_WHAT YOU SHOULD DO_.
Please put every line of the listing below into a Markdown table with the columns Row and Line, numbering each row and leaving out blank lines.

+++ RECORDED INFORMATION

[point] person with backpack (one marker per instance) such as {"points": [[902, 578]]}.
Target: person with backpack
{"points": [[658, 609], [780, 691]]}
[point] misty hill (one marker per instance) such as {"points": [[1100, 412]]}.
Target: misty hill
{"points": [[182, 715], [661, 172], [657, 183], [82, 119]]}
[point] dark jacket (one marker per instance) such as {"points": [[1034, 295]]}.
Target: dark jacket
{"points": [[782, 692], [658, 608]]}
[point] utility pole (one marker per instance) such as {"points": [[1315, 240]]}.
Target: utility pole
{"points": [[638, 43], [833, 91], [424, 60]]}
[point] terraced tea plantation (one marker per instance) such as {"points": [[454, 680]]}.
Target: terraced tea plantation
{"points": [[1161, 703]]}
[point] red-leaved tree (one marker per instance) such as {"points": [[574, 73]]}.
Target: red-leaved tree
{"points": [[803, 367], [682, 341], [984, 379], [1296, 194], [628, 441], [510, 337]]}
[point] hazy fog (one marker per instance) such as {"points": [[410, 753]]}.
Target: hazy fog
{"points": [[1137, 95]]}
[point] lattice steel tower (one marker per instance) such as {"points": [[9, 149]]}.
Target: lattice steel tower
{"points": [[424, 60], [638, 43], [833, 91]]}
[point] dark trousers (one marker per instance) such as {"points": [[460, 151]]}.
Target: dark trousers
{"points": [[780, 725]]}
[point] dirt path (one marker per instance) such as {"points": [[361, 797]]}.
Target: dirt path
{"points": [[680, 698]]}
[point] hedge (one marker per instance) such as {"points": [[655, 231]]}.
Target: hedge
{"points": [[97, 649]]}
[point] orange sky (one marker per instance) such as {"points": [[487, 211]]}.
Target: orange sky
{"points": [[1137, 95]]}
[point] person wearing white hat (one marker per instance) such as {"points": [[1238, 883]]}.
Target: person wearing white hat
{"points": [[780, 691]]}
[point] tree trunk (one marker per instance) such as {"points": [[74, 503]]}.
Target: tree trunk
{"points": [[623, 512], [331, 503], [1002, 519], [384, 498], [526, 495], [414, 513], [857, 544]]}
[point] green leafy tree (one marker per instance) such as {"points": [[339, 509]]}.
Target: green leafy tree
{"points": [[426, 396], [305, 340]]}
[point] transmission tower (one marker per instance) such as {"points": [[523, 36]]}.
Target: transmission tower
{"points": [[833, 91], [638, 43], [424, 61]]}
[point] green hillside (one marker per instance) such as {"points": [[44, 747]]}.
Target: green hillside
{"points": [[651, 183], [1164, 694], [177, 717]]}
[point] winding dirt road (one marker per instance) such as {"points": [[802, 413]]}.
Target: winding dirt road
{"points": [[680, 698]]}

++++++

_WRITTEN ANSWER_.
| Row | Line |
|---|---|
| 1 | [point] person with backpack (one marker per instance) such as {"points": [[902, 578]]}. |
| 2 | Target: person with backpack |
| 3 | {"points": [[658, 609], [780, 691]]} |
| 4 | [point] misty hill (one marker per instance) such as {"points": [[1100, 412]]}. |
| 5 | Target: misty hill |
| 6 | {"points": [[182, 715], [661, 172], [657, 183], [82, 119]]} |
| 7 | [point] dark jacket (one marker per instance) such as {"points": [[1034, 295]]}. |
| 8 | Target: dark jacket |
| 9 | {"points": [[782, 692], [658, 608]]} |
| 10 | [point] utility pole (one marker per instance) such as {"points": [[1315, 240]]}. |
| 11 | Target: utility pole |
| 12 | {"points": [[638, 43], [833, 91], [424, 60]]} |
| 13 | [point] terraced tea plantation (one marker per instance) such as {"points": [[454, 680]]}. |
| 14 | Target: terraced tea plantation |
| 15 | {"points": [[1161, 703]]} |
| 16 | [point] red-leaved tree (one marker per instance) such as {"points": [[574, 73]]}. |
| 17 | Target: red-leaved tree |
| 18 | {"points": [[803, 367], [682, 341], [984, 379], [1296, 194], [628, 441], [510, 337]]} |
| 19 | [point] hazy fog (one marker per instance) such as {"points": [[410, 753]]}. |
| 20 | Target: hazy fog |
| 21 | {"points": [[1137, 95]]} |
| 22 | [point] lattice steel tower (one marker per instance) such as {"points": [[9, 149]]}. |
| 23 | Target: lattice steel tower |
| 24 | {"points": [[424, 60], [638, 43], [833, 91]]} |
| 25 | [point] dark trousers (one marker per instance) such as {"points": [[460, 151]]}. |
| 26 | Target: dark trousers |
| 27 | {"points": [[780, 725]]} |
| 28 | [point] dirt path (one marker per instance) such as {"points": [[361, 797]]}. |
| 29 | Target: dirt path |
| 30 | {"points": [[680, 698]]} |
| 31 | [point] hedge (one marker per instance) such as {"points": [[655, 231]]}. |
| 32 | Target: hedge |
| 33 | {"points": [[97, 649]]} |
| 34 | [point] orange sky (one marker per instance) such as {"points": [[487, 211]]}. |
| 35 | Target: orange sky |
| 36 | {"points": [[1137, 95]]} |
| 37 | [point] person wearing white hat (one marker per instance) such as {"points": [[1238, 883]]}. |
| 38 | Target: person wearing white hat |
| 39 | {"points": [[780, 691]]} |
| 40 | [point] tree trunk (one marker per instance) such as {"points": [[74, 503]]}. |
| 41 | Target: tree trunk |
| 42 | {"points": [[623, 512], [331, 503], [1002, 519], [384, 498], [526, 495], [414, 513], [857, 544]]} |
| 43 | [point] green leafy tree (one marker per instance) such as {"points": [[339, 509]]}. |
| 44 | Target: green leafy tree |
| 45 | {"points": [[426, 396], [305, 340]]} |
| 46 | [point] transmission tower (one marker per instance) such as {"points": [[523, 36]]}. |
| 47 | Target: transmission tower |
| 48 | {"points": [[833, 91], [638, 43], [424, 61]]} |
| 49 | [point] green hillside (one marker per instance) such as {"points": [[44, 747]]}. |
| 50 | Target: green hillside |
| 51 | {"points": [[651, 183], [1164, 694], [177, 717]]} |
| 52 | [point] winding dirt road (one marker per instance) such as {"points": [[802, 413]]}. |
| 53 | Target: winding dirt road |
| 54 | {"points": [[680, 698]]} |